→ **WORK TO COMPLETE**: Please output exactly the run of lines that starts at the line with "107, row 178." and ends at the last line of the records below.

→ **Dataset entries**:
━━━━━━
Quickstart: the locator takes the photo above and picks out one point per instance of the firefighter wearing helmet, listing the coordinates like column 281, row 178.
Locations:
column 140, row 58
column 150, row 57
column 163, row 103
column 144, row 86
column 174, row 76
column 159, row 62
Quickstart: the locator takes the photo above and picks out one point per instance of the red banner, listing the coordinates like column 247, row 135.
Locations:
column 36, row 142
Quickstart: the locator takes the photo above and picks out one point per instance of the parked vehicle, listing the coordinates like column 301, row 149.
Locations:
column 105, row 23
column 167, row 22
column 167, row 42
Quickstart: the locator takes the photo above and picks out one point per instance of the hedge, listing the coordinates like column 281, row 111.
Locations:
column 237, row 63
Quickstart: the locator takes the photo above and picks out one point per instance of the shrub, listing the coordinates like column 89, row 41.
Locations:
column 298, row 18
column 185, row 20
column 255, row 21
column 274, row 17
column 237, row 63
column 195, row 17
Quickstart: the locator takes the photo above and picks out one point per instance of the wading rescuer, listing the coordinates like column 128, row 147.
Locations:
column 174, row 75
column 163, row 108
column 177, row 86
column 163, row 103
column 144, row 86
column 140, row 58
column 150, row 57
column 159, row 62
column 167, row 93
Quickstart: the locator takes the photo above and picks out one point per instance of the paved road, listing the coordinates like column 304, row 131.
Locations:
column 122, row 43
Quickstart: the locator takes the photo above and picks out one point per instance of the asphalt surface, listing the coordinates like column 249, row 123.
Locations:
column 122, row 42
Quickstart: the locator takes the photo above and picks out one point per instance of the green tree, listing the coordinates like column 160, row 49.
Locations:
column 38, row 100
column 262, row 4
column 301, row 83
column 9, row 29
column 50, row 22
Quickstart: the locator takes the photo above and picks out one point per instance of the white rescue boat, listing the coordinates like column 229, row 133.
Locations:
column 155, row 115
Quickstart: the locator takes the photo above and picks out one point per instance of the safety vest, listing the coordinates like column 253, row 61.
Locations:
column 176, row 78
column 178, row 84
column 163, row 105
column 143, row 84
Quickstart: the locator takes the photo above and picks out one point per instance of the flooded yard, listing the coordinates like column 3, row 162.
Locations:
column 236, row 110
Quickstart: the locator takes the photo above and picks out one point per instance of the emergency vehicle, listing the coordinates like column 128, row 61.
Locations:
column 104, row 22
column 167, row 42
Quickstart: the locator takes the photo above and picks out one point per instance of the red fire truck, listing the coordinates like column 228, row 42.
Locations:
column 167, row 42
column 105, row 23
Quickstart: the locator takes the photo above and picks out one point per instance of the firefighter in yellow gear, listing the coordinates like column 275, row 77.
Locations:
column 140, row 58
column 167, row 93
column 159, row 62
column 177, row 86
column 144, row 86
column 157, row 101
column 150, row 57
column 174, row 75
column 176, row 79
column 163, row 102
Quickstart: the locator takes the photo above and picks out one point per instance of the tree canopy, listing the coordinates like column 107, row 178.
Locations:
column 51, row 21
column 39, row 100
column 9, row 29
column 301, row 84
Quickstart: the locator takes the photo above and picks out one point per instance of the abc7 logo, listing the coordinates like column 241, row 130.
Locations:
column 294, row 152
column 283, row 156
━━━━━━
→ **ANSWER BOX**:
Quickstart: the locator takes the photo above and picks out one point per instance of the tree canopy, listing the coordinates like column 107, row 178.
Locations:
column 51, row 21
column 39, row 100
column 9, row 29
column 301, row 84
Quickstart: the locator takes the photo above and picks out one point per instance of the abc7 logo, listing the coordinates like column 241, row 130.
Locations:
column 294, row 152
column 283, row 156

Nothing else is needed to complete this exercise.